_WHAT THIS TASK INVOLVES_: Report each line in the listing below that contains the string "brim", and copy every such line in full. Case matters when matching.

_Stored entries_:
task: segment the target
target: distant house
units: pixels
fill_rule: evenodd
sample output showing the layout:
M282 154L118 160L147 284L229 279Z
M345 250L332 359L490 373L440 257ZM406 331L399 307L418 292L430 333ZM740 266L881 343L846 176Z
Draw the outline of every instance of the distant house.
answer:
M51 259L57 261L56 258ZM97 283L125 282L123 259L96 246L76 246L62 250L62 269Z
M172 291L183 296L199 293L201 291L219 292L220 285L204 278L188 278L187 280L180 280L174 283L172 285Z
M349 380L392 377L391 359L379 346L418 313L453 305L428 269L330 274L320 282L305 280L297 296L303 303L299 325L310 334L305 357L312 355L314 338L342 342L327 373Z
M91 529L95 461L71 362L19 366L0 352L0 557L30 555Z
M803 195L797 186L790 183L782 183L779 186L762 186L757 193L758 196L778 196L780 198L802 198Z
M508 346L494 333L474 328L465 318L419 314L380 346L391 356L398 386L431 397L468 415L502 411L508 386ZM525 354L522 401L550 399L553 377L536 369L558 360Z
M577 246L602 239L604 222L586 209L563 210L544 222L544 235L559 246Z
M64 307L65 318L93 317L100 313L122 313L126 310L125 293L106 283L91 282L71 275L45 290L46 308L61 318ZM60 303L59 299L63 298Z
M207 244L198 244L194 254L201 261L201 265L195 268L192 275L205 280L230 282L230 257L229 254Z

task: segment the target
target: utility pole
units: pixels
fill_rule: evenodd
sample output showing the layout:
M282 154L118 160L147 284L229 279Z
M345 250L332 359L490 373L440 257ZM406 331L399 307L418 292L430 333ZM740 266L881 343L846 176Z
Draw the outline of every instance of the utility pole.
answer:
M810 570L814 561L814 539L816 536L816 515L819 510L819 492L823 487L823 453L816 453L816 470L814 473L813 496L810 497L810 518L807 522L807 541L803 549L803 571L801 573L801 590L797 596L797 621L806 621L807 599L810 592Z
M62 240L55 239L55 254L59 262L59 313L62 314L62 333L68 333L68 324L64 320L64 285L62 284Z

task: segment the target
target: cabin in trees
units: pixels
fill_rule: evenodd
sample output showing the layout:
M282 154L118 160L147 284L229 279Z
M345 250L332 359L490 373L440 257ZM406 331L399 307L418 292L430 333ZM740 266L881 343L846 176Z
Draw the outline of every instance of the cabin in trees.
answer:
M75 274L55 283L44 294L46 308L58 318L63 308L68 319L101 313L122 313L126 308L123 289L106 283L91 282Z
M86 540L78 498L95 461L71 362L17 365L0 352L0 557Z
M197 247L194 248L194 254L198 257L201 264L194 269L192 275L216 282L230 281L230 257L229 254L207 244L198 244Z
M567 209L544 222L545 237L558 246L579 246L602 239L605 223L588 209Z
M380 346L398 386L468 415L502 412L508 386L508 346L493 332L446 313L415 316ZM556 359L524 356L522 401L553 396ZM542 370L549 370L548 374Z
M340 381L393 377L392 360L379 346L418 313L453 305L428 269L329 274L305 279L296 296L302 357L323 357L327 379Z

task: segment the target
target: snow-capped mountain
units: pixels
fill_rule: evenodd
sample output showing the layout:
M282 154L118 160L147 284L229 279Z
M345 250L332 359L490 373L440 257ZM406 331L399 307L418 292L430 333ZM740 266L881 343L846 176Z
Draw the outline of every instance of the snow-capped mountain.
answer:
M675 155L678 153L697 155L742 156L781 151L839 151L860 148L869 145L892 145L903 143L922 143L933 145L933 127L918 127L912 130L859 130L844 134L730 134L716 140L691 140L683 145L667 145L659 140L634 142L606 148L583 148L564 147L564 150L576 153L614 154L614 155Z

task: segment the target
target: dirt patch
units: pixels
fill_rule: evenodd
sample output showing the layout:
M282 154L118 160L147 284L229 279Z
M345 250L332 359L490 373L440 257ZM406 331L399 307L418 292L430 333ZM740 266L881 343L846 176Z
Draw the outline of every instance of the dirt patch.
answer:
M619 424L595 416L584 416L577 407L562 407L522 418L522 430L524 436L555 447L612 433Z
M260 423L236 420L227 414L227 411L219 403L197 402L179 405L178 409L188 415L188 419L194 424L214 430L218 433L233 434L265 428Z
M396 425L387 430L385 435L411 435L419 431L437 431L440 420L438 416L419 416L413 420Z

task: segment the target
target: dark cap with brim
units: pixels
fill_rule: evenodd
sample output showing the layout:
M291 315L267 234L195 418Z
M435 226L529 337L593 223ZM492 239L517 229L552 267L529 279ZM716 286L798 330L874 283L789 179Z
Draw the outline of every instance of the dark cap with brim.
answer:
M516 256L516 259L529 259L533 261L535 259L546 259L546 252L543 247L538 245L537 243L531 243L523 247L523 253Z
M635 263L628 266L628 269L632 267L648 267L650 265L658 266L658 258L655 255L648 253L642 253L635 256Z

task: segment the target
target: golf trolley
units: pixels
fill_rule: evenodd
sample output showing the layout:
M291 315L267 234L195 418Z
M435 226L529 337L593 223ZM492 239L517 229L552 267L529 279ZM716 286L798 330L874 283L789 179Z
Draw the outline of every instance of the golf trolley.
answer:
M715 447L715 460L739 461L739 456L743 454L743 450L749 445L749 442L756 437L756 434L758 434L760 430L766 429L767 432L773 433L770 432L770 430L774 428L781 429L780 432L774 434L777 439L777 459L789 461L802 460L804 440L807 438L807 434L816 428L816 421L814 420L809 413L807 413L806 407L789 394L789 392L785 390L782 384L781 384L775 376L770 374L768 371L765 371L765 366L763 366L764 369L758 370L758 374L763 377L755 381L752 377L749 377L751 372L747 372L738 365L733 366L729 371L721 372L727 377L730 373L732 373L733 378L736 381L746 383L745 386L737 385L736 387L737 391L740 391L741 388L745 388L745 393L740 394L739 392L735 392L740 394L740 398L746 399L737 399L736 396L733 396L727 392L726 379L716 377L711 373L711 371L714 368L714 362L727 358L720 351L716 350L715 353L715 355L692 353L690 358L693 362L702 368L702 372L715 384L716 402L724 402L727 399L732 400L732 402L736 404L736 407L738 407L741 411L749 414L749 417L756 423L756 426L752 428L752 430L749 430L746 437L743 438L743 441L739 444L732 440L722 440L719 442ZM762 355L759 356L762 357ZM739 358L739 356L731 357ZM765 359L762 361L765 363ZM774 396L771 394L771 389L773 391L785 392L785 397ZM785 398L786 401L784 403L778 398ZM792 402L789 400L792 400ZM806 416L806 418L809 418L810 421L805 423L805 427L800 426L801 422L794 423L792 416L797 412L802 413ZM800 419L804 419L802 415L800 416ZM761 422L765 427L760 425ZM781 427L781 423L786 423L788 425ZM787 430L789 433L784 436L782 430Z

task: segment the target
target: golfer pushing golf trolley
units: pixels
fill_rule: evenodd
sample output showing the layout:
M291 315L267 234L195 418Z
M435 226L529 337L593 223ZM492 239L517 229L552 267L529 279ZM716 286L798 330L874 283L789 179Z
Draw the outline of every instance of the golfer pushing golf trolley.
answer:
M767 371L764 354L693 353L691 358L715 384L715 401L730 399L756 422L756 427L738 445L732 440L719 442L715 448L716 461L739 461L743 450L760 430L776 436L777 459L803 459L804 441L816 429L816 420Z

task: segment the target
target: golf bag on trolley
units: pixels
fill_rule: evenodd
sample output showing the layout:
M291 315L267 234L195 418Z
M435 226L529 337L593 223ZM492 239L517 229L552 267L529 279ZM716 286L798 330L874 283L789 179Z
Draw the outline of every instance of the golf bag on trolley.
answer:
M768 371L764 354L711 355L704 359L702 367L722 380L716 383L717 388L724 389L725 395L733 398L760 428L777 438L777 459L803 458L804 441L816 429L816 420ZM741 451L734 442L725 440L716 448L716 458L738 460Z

_WRITTEN ANSWER_:
target: dark cap with brim
Draw the outline of every instance of the dark cap with brim.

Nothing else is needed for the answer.